### Problems to work on:
1. Name every person mentioned by name in the swine flu article below.
2. Write out the part of the swine flu article that starts with "One person in" and goes on through "is the virus?".

One person in the UK has been infected by a strain of flu similar to viruses spreading in pigs, health officials have announced.
But what is the strain, what are the symptoms in humans and are experts worried?
Here’s what we know so far.
What is the virus?
Influenza A(H1) viruses are native to swine populations in most regions of the world, but viruses in pigs can occasionally infect humans, usually after direct or indirect exposure to pigs or contaminated environments.
Influenza A(H1N2)v is similar to flu viruses currently circulating in pigs in the UK – but this is the first detection of this particular strain of flu in a human in the UK.
Has the strain been found in humans before?
There’s been a total of 50 human cases of influenza A(H1N2)v reported globally since 2005, but no human deaths from this strain have been reported.
Human infections with swine influenza viruses – also known as swine flu – “occur sporadically”, according to the UK’s Health Security Agency (UKHSA). It becomes a “variant influenza virus” when detected in a person.
The infection found in the UK is slightly different from recent human cases of the flu strain globally, health officials say, but similar to viruses in UK pigs.
How was it detected in the UK and what are the symptoms?
The case was detected as part of routine national flu surveillance undertaken by UKHSA and the Royal College of General Practitioners.
The individual was tested by their GP after experiencing respiratory symptoms and influenza A(H1N2)v virus was detected. They experienced a mild illness and have fully recovered.
Is it the same swine flu as 2009?
In 2009, there was a pandemic in humans caused by an influenza virus (official name: influenza A H1N1(pdm09)) commonly referred to as “swine flu”.
But that virus contained genetic material from viruses circulating in pigs, birds and humans in the 1990s and 2000s. It’s now circulating in humans on a seasonal basis and is no longer referred to as swine flu.
It is distinct from the viruses currently circulating in pigs. The case of flu found in the UK is classed as swine flu because it’s influenza from a pig, but what was previously called swine flu in 2009 is now not referred to as that.
What happens next and are experts worried?
The source of the individual’s infection has not yet been found and remains under investigation, but close contacts of the case are being followed up by the UKHSA and partner organisations, and will be offered testing and advised on any necessary further care if they have symptoms or test positive.
The UK’s Chief Veterinary Officer, Dr Christine Middlemiss, said: “In this case we are providing specialist veterinary and scientific knowledge to support the UKHSA investigation.
“Pig keepers must also report any suspicion of swine flu in their herds to their local vet immediately.”
People who are contacted and asked to test are encouraged to do so in order to assist in the detection of cases and assessment of transmission.
Those with any respiratory symptoms should continue to follow the existing guidance, including avoiding contact with other people while symptoms persist, particularly if the people they are coming into contact with are elderly or have existing medical conditions.
Martin Michaelis, professor of molecular medicine at the University of Kent, told FactCheck that as the pig influenza case detected in the UK was “mild” and efforts are ongoing to “trace and break potential transmission chains,” it “does not seem very likely that this could be the beginning of a large, dangerous pig influenza outbreak in humans”.
However, he added that “you can never be entirely sure, because mutations can happen that change the nature of this virus strain, if it keeps spreading in humans”.
But he noted that “this pig H1N2 influenza virus infection of a human is a stark reminder that influenza viruses that spread between different species are posing a continuous risk to humans”.
Paul Hunter, professor in medicine at the University of East Anglia, told the Science Media Centre: “Overall the evidence is that influenza A(H1N2) does not cause any more severe disease than other more commonly circulating types of influenza.
“Also, person to person transmission does not appear to be very efficient and sustained person to person transmission has not been reported so far.”

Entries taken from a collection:
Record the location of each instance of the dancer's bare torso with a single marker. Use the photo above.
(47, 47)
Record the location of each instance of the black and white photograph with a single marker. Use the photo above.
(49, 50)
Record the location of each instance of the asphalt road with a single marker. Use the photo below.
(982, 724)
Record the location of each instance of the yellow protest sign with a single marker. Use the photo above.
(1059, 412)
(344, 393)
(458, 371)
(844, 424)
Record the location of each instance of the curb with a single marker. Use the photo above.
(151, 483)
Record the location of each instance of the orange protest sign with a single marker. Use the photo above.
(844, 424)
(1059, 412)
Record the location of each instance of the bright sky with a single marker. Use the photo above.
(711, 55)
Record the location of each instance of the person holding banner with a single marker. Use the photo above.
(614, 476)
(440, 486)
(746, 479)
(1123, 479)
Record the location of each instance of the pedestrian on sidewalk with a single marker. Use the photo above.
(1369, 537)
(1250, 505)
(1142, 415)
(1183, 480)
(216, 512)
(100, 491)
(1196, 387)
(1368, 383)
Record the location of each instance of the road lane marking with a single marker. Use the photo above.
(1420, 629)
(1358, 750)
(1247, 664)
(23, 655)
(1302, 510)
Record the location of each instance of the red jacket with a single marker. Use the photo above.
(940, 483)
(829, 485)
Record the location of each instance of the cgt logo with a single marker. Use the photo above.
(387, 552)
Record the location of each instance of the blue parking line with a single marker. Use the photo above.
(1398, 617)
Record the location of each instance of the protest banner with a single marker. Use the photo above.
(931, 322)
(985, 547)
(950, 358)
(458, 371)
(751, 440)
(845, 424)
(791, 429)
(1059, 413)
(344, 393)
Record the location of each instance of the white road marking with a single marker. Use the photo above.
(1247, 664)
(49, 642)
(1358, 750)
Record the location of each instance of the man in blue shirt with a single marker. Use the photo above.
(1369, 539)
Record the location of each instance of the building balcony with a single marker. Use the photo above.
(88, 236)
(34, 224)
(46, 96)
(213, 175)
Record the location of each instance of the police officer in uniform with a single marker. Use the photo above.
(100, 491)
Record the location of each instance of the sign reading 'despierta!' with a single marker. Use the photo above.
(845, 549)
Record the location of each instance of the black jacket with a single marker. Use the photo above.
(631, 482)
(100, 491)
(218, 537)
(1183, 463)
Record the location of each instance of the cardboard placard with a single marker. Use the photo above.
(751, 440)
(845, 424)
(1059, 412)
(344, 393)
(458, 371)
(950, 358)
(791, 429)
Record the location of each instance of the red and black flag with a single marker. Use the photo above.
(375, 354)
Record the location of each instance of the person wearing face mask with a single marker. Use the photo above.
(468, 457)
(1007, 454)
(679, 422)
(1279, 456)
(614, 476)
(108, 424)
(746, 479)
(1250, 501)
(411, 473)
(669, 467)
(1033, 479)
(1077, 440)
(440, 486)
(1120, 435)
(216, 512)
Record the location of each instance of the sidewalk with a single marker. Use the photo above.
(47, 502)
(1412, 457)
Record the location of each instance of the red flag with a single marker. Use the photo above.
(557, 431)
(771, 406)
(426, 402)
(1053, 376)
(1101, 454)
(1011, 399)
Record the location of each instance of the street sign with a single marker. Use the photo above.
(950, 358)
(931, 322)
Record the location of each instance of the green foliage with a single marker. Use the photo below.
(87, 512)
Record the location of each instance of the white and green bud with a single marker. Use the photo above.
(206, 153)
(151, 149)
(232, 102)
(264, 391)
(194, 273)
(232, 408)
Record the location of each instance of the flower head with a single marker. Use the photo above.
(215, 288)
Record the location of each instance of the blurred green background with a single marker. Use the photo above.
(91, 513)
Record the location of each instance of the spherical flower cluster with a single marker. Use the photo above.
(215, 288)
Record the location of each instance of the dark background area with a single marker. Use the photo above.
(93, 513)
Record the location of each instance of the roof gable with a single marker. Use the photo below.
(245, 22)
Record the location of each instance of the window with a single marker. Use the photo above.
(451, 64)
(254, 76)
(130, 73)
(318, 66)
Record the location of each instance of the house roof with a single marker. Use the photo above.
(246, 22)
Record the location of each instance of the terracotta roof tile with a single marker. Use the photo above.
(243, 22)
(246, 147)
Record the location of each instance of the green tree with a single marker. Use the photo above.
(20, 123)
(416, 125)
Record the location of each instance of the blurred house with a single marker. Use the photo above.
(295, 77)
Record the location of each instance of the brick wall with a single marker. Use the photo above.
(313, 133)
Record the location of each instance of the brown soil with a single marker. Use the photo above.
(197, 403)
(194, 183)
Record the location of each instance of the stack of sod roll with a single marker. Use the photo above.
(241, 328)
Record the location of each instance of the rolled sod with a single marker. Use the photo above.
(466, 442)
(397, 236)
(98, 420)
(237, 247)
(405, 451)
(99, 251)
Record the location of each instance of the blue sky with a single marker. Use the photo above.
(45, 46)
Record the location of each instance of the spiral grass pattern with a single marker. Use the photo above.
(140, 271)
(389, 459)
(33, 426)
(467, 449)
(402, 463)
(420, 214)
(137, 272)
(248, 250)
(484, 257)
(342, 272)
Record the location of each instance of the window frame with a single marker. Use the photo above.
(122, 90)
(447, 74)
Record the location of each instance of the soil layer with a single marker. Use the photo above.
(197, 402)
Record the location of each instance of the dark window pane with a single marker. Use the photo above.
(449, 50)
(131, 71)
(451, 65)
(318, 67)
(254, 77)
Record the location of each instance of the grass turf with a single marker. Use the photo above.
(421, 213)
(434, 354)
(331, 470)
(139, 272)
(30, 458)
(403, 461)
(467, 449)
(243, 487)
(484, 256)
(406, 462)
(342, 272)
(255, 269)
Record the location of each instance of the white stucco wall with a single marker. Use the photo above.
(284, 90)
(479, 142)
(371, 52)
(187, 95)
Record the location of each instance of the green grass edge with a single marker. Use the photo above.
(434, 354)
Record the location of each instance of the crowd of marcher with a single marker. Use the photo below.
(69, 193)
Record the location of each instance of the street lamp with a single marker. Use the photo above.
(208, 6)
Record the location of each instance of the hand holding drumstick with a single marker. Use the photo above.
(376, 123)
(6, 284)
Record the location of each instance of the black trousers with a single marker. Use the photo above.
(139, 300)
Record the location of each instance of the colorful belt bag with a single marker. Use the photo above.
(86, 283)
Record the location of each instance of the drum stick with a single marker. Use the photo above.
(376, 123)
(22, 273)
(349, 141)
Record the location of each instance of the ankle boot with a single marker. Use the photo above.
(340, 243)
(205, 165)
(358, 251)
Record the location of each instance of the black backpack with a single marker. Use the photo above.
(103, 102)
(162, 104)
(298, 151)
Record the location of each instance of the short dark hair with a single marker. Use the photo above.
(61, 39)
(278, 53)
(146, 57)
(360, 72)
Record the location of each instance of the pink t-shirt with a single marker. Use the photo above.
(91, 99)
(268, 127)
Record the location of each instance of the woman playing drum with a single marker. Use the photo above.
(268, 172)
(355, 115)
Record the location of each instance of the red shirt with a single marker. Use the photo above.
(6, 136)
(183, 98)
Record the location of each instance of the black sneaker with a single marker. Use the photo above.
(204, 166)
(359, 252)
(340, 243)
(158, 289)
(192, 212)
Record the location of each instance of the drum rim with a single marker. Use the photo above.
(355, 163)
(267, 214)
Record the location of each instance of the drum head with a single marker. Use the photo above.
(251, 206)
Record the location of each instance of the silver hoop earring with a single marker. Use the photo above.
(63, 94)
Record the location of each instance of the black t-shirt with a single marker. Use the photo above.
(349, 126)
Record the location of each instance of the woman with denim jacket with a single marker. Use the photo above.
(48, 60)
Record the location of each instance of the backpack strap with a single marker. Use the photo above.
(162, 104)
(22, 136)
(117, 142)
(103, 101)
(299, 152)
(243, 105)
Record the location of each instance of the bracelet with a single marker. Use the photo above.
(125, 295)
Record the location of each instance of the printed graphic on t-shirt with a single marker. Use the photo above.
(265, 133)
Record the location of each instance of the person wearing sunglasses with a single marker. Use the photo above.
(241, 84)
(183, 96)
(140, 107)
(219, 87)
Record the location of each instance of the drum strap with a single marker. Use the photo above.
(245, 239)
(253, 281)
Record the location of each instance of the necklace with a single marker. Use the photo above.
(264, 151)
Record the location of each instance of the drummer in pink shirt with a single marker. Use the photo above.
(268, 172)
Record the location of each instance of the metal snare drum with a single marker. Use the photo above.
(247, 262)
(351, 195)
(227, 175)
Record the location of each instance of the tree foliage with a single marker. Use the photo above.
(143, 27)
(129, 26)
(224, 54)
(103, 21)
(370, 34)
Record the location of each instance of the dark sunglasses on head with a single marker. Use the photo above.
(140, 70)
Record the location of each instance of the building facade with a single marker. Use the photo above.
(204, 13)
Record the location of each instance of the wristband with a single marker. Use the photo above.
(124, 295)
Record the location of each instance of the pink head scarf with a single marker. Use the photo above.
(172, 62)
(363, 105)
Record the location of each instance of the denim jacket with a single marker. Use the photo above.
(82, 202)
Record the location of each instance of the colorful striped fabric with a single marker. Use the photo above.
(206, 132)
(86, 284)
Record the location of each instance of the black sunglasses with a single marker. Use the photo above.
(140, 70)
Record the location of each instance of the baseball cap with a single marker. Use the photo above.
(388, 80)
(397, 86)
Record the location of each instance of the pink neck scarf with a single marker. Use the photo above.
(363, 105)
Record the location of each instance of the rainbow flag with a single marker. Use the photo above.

### Outputs for the tasks:
1.
- Dr Christine Middlemiss, the UK's Chief Veterinary Officer
- Martin Michaelis, professor of molecular medicine at the University of Kent
- Paul Hunter, professor in medicine at the University of East Anglia

2.
One person in the UK has been infected by a strain of flu similar to viruses spreading in pigs, health officials have announced.
But what is the strain, what are the symptoms in humans and are experts worried?
Here’s what we know so far.
What is the virus?